In the data, extract each line that holds the string "face".

---------- RECORDS PROVIDED ----------

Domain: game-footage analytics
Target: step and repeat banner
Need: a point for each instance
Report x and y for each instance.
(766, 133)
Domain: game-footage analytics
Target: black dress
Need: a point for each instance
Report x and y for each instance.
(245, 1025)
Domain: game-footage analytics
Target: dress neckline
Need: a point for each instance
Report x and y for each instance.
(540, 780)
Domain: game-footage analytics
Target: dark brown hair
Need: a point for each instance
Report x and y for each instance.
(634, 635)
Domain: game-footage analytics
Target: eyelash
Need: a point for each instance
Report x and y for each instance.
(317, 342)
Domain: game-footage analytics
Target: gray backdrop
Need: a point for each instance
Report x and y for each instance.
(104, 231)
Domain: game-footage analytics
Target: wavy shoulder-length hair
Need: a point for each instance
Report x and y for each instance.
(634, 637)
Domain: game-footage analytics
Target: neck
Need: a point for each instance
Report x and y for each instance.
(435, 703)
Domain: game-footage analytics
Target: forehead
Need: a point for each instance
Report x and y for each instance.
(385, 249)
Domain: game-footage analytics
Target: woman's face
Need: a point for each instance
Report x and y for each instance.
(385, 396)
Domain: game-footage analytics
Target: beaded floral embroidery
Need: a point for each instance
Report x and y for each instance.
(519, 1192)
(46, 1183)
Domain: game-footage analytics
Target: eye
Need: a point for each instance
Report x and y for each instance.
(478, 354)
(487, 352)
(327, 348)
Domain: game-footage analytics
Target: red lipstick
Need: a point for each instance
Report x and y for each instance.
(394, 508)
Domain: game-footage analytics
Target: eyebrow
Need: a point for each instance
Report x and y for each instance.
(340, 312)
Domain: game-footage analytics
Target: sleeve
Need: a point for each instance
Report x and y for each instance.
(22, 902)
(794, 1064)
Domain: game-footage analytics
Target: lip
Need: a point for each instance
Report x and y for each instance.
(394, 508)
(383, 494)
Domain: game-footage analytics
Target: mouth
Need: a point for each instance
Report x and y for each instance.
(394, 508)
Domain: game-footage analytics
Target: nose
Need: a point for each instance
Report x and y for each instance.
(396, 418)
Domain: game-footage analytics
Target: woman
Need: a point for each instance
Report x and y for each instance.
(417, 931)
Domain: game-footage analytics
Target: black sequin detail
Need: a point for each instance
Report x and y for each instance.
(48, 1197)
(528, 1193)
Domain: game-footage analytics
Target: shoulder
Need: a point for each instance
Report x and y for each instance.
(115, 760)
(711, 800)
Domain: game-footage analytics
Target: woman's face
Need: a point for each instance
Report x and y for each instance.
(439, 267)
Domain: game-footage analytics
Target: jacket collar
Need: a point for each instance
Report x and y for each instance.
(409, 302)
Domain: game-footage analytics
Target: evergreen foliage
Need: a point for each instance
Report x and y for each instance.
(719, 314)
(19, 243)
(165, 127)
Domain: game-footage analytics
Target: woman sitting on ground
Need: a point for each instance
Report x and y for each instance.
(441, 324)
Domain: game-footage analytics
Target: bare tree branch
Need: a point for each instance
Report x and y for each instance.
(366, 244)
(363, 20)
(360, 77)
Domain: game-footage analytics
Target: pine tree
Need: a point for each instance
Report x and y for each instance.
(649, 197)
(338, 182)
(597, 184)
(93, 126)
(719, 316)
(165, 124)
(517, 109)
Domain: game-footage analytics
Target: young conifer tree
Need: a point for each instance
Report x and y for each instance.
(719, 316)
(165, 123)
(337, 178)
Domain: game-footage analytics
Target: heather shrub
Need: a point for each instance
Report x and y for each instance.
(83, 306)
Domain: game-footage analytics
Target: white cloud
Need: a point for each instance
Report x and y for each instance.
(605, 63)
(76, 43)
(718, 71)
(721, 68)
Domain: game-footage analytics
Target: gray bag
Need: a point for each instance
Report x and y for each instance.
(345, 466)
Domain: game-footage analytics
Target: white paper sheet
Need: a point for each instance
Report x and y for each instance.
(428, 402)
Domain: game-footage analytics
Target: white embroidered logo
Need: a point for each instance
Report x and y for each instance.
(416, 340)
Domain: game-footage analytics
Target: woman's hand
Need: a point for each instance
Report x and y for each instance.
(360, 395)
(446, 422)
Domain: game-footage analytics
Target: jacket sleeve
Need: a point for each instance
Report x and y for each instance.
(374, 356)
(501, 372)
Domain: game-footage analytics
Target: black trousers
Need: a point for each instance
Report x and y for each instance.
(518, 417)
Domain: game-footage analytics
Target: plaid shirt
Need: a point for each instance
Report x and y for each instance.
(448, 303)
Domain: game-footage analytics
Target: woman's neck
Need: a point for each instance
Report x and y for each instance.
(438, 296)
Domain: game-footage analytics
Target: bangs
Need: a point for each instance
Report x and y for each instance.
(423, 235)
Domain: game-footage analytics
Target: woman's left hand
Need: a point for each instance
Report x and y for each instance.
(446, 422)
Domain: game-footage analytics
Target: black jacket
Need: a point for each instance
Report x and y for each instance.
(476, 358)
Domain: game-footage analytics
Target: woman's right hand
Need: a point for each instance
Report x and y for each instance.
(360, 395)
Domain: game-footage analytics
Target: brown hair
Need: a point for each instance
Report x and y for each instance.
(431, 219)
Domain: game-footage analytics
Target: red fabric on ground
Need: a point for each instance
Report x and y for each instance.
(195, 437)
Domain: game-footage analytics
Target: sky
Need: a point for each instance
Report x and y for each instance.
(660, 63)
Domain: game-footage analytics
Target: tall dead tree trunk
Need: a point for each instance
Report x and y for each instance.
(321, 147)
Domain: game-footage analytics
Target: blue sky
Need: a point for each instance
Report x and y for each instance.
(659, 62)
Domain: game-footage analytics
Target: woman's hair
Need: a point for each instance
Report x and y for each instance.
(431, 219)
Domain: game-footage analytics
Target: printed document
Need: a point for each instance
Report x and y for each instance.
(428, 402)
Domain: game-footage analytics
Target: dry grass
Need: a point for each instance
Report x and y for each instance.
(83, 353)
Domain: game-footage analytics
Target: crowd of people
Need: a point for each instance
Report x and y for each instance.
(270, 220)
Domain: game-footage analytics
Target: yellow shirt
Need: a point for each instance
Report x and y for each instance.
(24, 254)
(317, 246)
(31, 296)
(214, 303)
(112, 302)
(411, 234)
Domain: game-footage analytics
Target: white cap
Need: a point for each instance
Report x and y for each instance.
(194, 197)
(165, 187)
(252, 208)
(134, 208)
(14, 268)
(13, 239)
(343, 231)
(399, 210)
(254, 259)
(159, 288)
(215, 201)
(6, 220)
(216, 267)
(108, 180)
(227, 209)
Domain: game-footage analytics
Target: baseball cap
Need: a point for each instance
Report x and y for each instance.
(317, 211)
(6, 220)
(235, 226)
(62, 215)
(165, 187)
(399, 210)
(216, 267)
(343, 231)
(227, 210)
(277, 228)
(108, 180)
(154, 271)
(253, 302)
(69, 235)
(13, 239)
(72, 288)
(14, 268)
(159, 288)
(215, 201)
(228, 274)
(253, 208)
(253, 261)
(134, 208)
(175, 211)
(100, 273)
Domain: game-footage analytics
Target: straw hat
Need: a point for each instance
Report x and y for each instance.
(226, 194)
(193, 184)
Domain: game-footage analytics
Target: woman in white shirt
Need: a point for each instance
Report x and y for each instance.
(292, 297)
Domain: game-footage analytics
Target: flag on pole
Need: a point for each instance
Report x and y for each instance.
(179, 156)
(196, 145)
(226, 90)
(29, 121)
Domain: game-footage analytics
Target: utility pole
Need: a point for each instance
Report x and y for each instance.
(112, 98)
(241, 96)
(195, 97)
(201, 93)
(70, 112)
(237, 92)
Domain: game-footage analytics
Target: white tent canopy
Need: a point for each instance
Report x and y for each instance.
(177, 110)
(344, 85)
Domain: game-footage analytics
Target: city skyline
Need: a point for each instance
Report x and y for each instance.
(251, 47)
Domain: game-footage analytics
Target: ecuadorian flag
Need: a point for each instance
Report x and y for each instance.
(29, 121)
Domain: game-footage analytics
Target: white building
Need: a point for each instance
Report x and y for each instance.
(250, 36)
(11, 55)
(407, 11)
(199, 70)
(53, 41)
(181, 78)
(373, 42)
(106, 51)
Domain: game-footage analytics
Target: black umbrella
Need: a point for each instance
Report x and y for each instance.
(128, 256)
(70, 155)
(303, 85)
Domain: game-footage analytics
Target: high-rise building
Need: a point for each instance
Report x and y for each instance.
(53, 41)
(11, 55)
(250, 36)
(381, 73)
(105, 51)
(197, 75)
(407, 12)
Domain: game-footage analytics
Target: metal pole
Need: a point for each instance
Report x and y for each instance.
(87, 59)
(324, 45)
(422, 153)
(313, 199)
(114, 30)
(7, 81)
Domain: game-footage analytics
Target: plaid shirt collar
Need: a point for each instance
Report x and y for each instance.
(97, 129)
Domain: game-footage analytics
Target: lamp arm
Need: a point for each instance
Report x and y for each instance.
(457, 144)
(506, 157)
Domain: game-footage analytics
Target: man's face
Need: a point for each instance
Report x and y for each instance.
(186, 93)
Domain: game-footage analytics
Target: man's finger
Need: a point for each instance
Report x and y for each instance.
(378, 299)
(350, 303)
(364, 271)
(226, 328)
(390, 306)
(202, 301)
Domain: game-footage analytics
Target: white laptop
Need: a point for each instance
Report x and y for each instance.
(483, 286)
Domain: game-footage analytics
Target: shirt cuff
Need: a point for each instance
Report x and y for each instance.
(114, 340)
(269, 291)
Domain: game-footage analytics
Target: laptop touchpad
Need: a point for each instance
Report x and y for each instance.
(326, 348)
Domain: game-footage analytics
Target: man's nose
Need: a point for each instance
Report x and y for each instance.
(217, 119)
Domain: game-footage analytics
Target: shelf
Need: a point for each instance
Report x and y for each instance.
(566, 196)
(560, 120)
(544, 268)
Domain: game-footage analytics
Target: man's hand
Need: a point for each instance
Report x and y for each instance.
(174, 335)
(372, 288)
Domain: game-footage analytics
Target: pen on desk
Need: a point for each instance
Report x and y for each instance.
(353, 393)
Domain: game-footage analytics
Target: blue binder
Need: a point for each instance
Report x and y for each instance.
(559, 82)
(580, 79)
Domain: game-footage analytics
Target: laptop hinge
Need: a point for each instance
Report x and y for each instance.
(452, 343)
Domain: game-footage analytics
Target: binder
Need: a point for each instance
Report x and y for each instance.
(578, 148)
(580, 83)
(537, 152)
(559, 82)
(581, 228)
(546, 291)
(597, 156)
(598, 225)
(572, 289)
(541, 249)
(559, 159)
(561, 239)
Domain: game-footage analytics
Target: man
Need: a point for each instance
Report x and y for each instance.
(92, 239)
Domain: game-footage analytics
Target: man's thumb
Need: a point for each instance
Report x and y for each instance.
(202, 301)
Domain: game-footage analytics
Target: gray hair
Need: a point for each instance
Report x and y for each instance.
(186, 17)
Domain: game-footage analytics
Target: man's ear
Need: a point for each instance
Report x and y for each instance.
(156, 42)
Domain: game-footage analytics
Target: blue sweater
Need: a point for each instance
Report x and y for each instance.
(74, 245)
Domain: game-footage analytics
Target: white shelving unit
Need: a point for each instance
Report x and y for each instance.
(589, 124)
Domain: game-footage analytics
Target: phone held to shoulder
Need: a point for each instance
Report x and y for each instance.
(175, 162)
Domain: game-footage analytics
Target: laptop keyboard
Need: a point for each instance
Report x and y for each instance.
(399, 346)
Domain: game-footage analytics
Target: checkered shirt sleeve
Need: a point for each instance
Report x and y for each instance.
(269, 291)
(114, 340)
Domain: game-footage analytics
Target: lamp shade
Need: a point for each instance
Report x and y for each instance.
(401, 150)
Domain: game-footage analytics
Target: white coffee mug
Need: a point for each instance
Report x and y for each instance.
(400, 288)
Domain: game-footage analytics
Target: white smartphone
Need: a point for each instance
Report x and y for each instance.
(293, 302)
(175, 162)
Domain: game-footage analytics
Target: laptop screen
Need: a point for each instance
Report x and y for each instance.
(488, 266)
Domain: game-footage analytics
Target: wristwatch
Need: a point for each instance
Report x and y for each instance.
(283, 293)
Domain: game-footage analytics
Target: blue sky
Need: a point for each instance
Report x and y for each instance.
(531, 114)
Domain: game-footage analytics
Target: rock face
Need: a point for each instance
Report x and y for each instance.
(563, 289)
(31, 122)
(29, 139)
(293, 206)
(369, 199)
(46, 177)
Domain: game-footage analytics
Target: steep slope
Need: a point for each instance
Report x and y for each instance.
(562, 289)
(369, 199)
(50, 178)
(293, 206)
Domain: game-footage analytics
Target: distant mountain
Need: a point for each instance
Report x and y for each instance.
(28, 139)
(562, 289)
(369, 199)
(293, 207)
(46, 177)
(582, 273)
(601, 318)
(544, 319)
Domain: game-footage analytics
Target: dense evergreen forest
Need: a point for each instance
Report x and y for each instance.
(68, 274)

----------

• **WRITTEN ANSWER**
Target: woman's face
Target: woman's face
Target: man's face
Target: rock face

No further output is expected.